EXERCISE> Please output every one of the records below word for word, leaving the pictures out.

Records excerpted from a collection
+---+

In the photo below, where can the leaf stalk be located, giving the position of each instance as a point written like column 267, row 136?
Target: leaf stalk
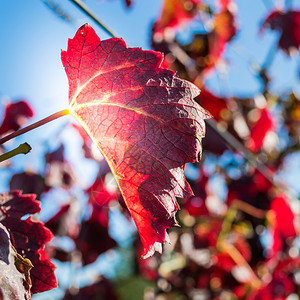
column 34, row 125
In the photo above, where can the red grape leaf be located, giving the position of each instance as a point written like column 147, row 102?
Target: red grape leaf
column 144, row 121
column 13, row 283
column 28, row 237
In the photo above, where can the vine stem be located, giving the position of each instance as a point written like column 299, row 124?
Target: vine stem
column 34, row 125
column 21, row 149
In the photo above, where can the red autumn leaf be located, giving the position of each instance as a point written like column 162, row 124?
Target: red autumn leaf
column 144, row 121
column 28, row 237
column 16, row 115
column 13, row 282
column 259, row 130
column 212, row 103
column 288, row 25
column 99, row 198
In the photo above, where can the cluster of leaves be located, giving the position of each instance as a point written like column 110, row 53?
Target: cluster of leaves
column 147, row 126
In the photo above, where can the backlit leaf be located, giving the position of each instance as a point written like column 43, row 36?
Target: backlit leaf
column 144, row 121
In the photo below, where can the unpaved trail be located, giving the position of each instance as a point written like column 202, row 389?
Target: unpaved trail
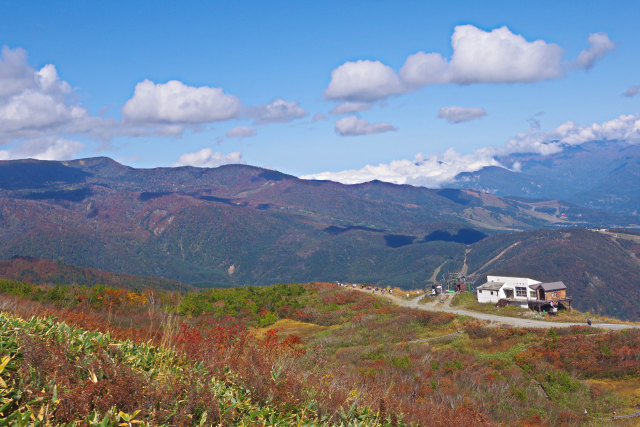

+---+

ANSWER TO THIS EXERCISE>
In the photo below, where can the leaf stalk be located, giving the position of each instance as a point written like column 267, row 136?
Target: leaf stalk
column 34, row 125
In the photo above, where can the red grape leaf be located, giving the position of each instance as a point written like column 147, row 102?
Target: red grape leaf
column 144, row 121
column 13, row 283
column 28, row 237
In the photo above, where can the vine stem be located, giving the position of each instance as a point written like column 299, row 124?
Target: vine stem
column 34, row 125
column 21, row 149
In the photo above, where can the red autumn leaf be located, giving the position of each instance as a point written like column 162, row 124?
Target: red autumn leaf
column 144, row 121
column 28, row 237
column 16, row 115
column 13, row 282
column 259, row 130
column 212, row 103
column 288, row 25
column 99, row 198
In the photo above, where can the cluster of leaves be located, giving the position of each instance as a point written like column 110, row 53?
Target: cluster of leaves
column 147, row 126
In the photo above, where can the backlit leaf be located, giving the position of each instance as a point written like column 43, row 36?
Target: backlit leaf
column 144, row 121
In the photo below, where can the unpaved trail be located, giving the position of each instance as a point written like column 202, row 389?
Target: unpaved trail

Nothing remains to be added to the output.